◆ **PROBLEM DETAILS**: Set the data down again, exactly as it reads, but without the pictures.

---

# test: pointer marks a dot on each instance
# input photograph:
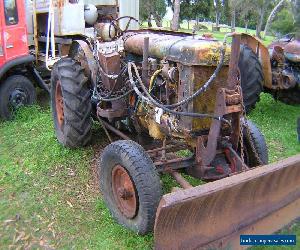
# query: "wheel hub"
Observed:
(59, 103)
(17, 98)
(124, 191)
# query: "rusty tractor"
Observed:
(176, 101)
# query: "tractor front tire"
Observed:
(71, 104)
(15, 91)
(257, 149)
(251, 77)
(130, 185)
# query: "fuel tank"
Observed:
(183, 48)
(292, 51)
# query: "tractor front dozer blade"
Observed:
(214, 215)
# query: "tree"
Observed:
(196, 9)
(283, 22)
(296, 8)
(234, 5)
(218, 11)
(276, 9)
(176, 13)
(155, 9)
(262, 6)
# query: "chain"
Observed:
(248, 134)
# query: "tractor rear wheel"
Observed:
(71, 104)
(251, 77)
(130, 185)
(16, 91)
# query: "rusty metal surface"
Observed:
(257, 46)
(111, 65)
(114, 130)
(292, 51)
(255, 201)
(184, 49)
(124, 192)
(180, 179)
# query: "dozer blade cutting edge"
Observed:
(214, 215)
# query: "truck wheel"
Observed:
(251, 77)
(130, 185)
(15, 91)
(259, 144)
(71, 104)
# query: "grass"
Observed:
(49, 194)
(216, 34)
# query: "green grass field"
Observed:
(49, 194)
(217, 34)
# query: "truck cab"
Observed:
(16, 88)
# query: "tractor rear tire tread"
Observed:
(251, 77)
(76, 131)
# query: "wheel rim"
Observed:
(17, 98)
(124, 191)
(59, 103)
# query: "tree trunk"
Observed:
(261, 17)
(175, 20)
(233, 20)
(246, 25)
(297, 18)
(158, 20)
(218, 14)
(272, 15)
(149, 21)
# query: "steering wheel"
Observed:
(116, 24)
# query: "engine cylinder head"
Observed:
(90, 14)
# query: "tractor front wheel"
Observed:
(255, 147)
(71, 104)
(16, 91)
(130, 185)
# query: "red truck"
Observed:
(18, 77)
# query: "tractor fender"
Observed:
(89, 63)
(15, 62)
(263, 54)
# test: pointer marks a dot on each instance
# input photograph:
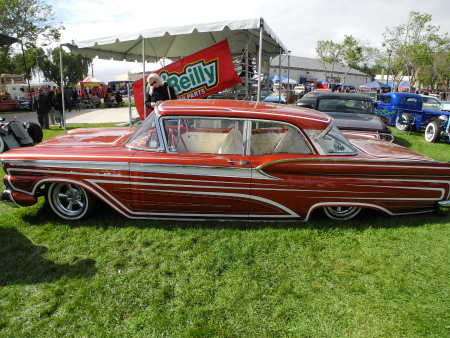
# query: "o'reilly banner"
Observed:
(200, 74)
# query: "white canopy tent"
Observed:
(177, 42)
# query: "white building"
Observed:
(309, 70)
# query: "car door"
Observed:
(279, 188)
(202, 172)
(430, 103)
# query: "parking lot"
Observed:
(85, 116)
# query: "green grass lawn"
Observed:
(376, 276)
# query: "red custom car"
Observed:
(218, 159)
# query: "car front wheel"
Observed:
(432, 132)
(70, 201)
(341, 213)
(35, 132)
(403, 125)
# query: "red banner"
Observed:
(200, 74)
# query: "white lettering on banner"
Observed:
(194, 94)
(194, 76)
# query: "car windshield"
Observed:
(334, 142)
(146, 136)
(345, 106)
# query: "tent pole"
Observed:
(260, 58)
(63, 117)
(289, 82)
(26, 72)
(143, 75)
(129, 98)
(279, 78)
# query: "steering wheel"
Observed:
(171, 137)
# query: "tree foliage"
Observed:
(415, 44)
(75, 67)
(329, 52)
(30, 21)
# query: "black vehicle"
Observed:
(15, 134)
(24, 105)
(309, 99)
(354, 114)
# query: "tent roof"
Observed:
(375, 84)
(177, 42)
(7, 40)
(90, 79)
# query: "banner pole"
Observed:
(143, 75)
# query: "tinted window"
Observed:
(411, 99)
(204, 136)
(334, 142)
(146, 136)
(345, 106)
(276, 138)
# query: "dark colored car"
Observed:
(24, 105)
(308, 100)
(354, 114)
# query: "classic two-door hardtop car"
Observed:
(219, 159)
(354, 114)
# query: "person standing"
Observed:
(51, 112)
(75, 99)
(57, 103)
(158, 91)
(42, 107)
(68, 99)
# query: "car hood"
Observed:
(352, 121)
(90, 137)
(377, 149)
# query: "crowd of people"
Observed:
(50, 102)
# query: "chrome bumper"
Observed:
(443, 207)
(8, 199)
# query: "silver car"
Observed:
(431, 103)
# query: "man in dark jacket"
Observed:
(42, 107)
(158, 91)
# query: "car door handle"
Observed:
(241, 162)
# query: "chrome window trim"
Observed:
(161, 148)
(177, 117)
(308, 143)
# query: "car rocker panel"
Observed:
(287, 162)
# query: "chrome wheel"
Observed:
(403, 124)
(432, 132)
(341, 213)
(70, 201)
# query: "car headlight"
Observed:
(443, 119)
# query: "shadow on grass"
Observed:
(22, 262)
(105, 217)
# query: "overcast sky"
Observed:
(298, 23)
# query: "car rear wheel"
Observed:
(35, 132)
(432, 132)
(341, 213)
(3, 146)
(70, 201)
(404, 126)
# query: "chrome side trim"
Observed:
(8, 199)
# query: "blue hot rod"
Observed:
(405, 111)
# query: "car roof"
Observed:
(345, 96)
(306, 118)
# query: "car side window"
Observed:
(276, 138)
(204, 136)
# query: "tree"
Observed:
(415, 44)
(329, 53)
(75, 67)
(352, 55)
(29, 21)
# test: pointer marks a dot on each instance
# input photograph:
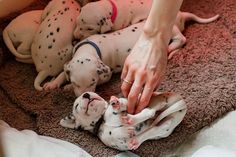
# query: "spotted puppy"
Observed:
(98, 56)
(106, 15)
(123, 131)
(52, 44)
(19, 33)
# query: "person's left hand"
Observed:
(143, 71)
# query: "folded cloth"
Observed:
(212, 151)
(27, 143)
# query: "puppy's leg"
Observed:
(178, 40)
(123, 132)
(144, 115)
(56, 83)
(152, 133)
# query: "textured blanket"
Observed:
(203, 72)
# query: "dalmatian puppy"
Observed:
(52, 44)
(98, 56)
(18, 35)
(120, 130)
(110, 15)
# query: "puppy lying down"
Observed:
(122, 131)
(19, 33)
(98, 56)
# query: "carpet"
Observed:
(203, 72)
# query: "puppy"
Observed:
(98, 56)
(18, 35)
(52, 44)
(109, 15)
(123, 131)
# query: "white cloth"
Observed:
(27, 143)
(211, 151)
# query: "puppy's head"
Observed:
(86, 73)
(87, 110)
(93, 19)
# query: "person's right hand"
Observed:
(143, 70)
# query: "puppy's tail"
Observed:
(192, 17)
(11, 47)
(42, 75)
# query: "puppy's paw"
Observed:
(50, 85)
(126, 120)
(133, 144)
(131, 132)
(114, 101)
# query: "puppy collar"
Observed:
(97, 126)
(114, 11)
(92, 44)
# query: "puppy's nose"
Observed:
(86, 95)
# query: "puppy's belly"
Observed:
(116, 46)
(108, 138)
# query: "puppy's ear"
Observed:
(67, 71)
(104, 72)
(107, 26)
(68, 122)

---

◆ **ANSWER**:
# test: pointer marks a dot on each instance
# input photograph:
# query: "wheel hub"
Observed:
(59, 103)
(17, 98)
(124, 191)
# query: "rusty tractor"
Observed:
(176, 101)
# query: "tractor front tire"
Observed:
(71, 104)
(15, 91)
(257, 149)
(251, 77)
(130, 185)
# query: "fuel tank"
Observed:
(183, 48)
(292, 51)
# query: "tractor front dozer blade"
Observed:
(214, 215)
# query: "tree"
Observed:
(196, 9)
(283, 22)
(296, 8)
(234, 5)
(218, 11)
(276, 9)
(176, 13)
(155, 9)
(262, 6)
# query: "chain"
Observed:
(248, 134)
# query: "tractor rear wheel"
Observed:
(71, 104)
(251, 77)
(130, 185)
(16, 91)
# query: "rusty metal surface"
Observed:
(257, 46)
(111, 65)
(114, 130)
(292, 51)
(255, 201)
(184, 49)
(124, 192)
(180, 179)
# query: "dozer blade cutting edge"
Observed:
(214, 215)
# query: "truck wheel"
Observed:
(251, 77)
(130, 185)
(15, 91)
(259, 144)
(71, 104)
# query: "grass"
Observed:
(49, 194)
(216, 34)
# query: "green grass field"
Observed:
(49, 194)
(217, 34)
# query: "truck cab"
Observed:
(16, 88)
# query: "tractor rear tire tread"
Observed:
(251, 77)
(76, 131)
# query: "wheel rim"
Observed:
(17, 98)
(124, 191)
(59, 103)
# query: "tree trunk"
Observed:
(261, 17)
(175, 20)
(233, 20)
(246, 25)
(297, 18)
(158, 20)
(218, 14)
(272, 15)
(149, 21)
# query: "steering wheel"
Observed:
(116, 24)
# query: "engine cylinder head"
Observed:
(90, 14)
# query: "tractor front wheel"
Observed:
(255, 147)
(71, 104)
(16, 91)
(130, 185)
# query: "red truck"
Observed:
(18, 77)
# query: "tractor fender"
Observed:
(89, 63)
(15, 62)
(263, 54)
# test: pointer marks a dot on each instance
# input photograph:
# query: "o'reilly banner"
Observed:
(200, 74)
# query: "white canopy tent"
Observed:
(177, 42)
# query: "white building"
Observed:
(309, 70)
# query: "car door"
Observed:
(279, 188)
(202, 172)
(430, 103)
# query: "parking lot"
Observed:
(85, 116)
# query: "green grass lawn"
Observed:
(376, 276)
# query: "red custom car"
Observed:
(218, 159)
# query: "car front wheel"
Observed:
(432, 132)
(70, 201)
(341, 213)
(35, 132)
(403, 125)
# query: "red banner"
Observed:
(200, 74)
# query: "white lettering on banner"
Observed:
(194, 94)
(194, 76)
# query: "car windshield"
Observed:
(334, 142)
(146, 136)
(345, 106)
# query: "tent pole"
Observed:
(260, 58)
(63, 117)
(289, 82)
(26, 72)
(143, 75)
(129, 98)
(279, 78)
# query: "steering wheel"
Observed:
(171, 137)
# query: "tree foliage"
Observed:
(415, 44)
(75, 67)
(329, 52)
(30, 21)
# query: "black vehicle"
Observed:
(15, 134)
(24, 105)
(309, 99)
(354, 114)
# query: "tent roof"
Observed:
(375, 84)
(177, 42)
(7, 40)
(90, 79)
# query: "banner pole"
Observed:
(143, 75)
# query: "tinted window"
Observed:
(411, 99)
(204, 136)
(334, 142)
(146, 136)
(345, 106)
(276, 138)
# query: "dark colored car"
Observed:
(24, 105)
(308, 100)
(354, 114)
# query: "classic two-door hardtop car"
Observed:
(219, 159)
(354, 114)
# query: "person standing"
Observed:
(51, 112)
(75, 99)
(57, 103)
(158, 91)
(42, 107)
(68, 99)
# query: "car hood"
Observed:
(352, 121)
(90, 137)
(377, 149)
# query: "crowd of people"
Observed:
(50, 102)
# query: "chrome bumper"
Observed:
(443, 207)
(8, 199)
# query: "silver car"
Observed:
(431, 103)
# query: "man in dark jacket"
Observed:
(42, 107)
(158, 91)
# query: "car door handle"
Observed:
(241, 162)
# query: "chrome window trim"
Observed:
(161, 148)
(177, 117)
(308, 143)
# query: "car rocker panel"
Observed:
(287, 162)
# query: "chrome wheel"
Observed:
(403, 124)
(432, 132)
(341, 213)
(70, 201)
# query: "car headlight"
Observed:
(443, 119)
# query: "shadow on grass"
Observed:
(22, 262)
(105, 217)
# query: "overcast sky"
Observed:
(298, 23)
# query: "car rear wheel"
Observed:
(35, 132)
(432, 132)
(341, 213)
(3, 146)
(70, 201)
(404, 126)
# query: "chrome side trim"
Observed:
(8, 199)
# query: "blue hot rod"
Observed:
(405, 111)
# query: "car roof"
Observed:
(345, 96)
(306, 118)
# query: "car side window"
Observed:
(276, 138)
(204, 136)
# query: "tree"
Observed:
(415, 44)
(329, 53)
(75, 67)
(352, 55)
(29, 21)
# test: pointer marks a dot on each instance
# input photograph:
# query: "spotted puppy"
Observed:
(98, 56)
(106, 15)
(123, 131)
(52, 44)
(19, 33)
# query: "person's left hand"
Observed:
(143, 71)
# query: "folded cloth"
Observed:
(212, 151)
(27, 143)
# query: "puppy's leg"
Observed:
(178, 40)
(123, 132)
(144, 115)
(56, 83)
(152, 133)
# query: "textured blanket"
Observed:
(203, 72)
# query: "dalmatian puppy"
Observed:
(52, 44)
(98, 56)
(18, 35)
(120, 130)
(110, 15)
# query: "puppy lying down"
Observed:
(122, 131)
(19, 33)
(98, 56)
# query: "carpet"
Observed:
(203, 72)
# query: "puppy"
Observed:
(98, 56)
(18, 35)
(52, 44)
(109, 15)
(123, 131)
# query: "white cloth"
Observed:
(27, 143)
(211, 151)
# query: "puppy's head"
Observed:
(86, 73)
(87, 110)
(93, 19)
# query: "person's right hand"
Observed:
(143, 70)
# query: "puppy's tail"
Observed:
(192, 17)
(11, 47)
(42, 75)
# query: "puppy's paw"
Observed:
(50, 85)
(126, 120)
(133, 144)
(131, 132)
(114, 101)
# query: "puppy collar"
Observed:
(97, 126)
(114, 11)
(92, 44)
# query: "puppy's nose"
Observed:
(86, 95)
# query: "puppy's belly"
Observed:
(116, 46)
(108, 138)
# query: "puppy's ear"
Observed:
(67, 71)
(104, 72)
(107, 26)
(68, 122)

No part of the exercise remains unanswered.